Quoted passage:
※
Strategic Alliances as Social Facts
How can we explain a proliferation of alliances when the probability of failure is higher than success? And why have we emphasized their order, manageability and predictability whilst acknowledging that they tend to be experienced as messy, politically charged and unpredictable? Mark de Rond, in this provocative book, sets out to address such paradoxes. Based on in-depth case studies of three major biotechnology alliances, he suggests that we need theories to explain idiosyncracy as well as social order. He argues that such theories must allow for social conduct to be active and self-directed but simultaneously inert and constrained, thus permitting voluntarism, determinism, and serendipity alike to explain causation in alliance life. The book offers a highly original combination of insights from social theory and intellectual history with more mainstream strategic management and organizations literature. It is a refreshing and thought-provoking analysis that will appeal to practitioner and academic researcher alike.
※
Stated task:
Condense the paragraph of the book description that opens "How can we explain a proliferation of alliances" into a bulleted list of its main points.

Data extract:
※
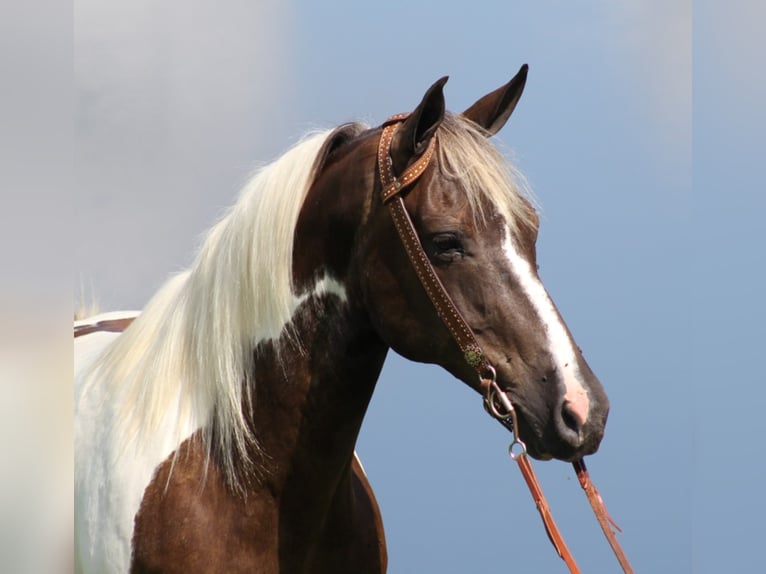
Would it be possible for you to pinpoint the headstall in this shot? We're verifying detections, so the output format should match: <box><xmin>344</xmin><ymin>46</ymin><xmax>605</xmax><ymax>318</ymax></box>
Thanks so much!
<box><xmin>378</xmin><ymin>114</ymin><xmax>633</xmax><ymax>574</ymax></box>
<box><xmin>74</xmin><ymin>118</ymin><xmax>633</xmax><ymax>574</ymax></box>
※
Solution to the problem:
- The book asks why alliances proliferate when they are more likely to fail than succeed, and why they are described as orderly, manageable and predictable yet experienced as messy, politically charged and unpredictable.
- Mark de Rond addresses these paradoxes using in-depth case studies of three major biotechnology alliances.
- He argues that theories must explain idiosyncrasy as well as social order.
- Such theories should treat social conduct as both active and self-directed and inert and constrained, so that voluntarism, determinism and serendipity can all explain causation in alliance life.
- The book combines social theory and intellectual history with mainstream strategic management and organizations literature.
- It is aimed at both practitioners and academic researchers.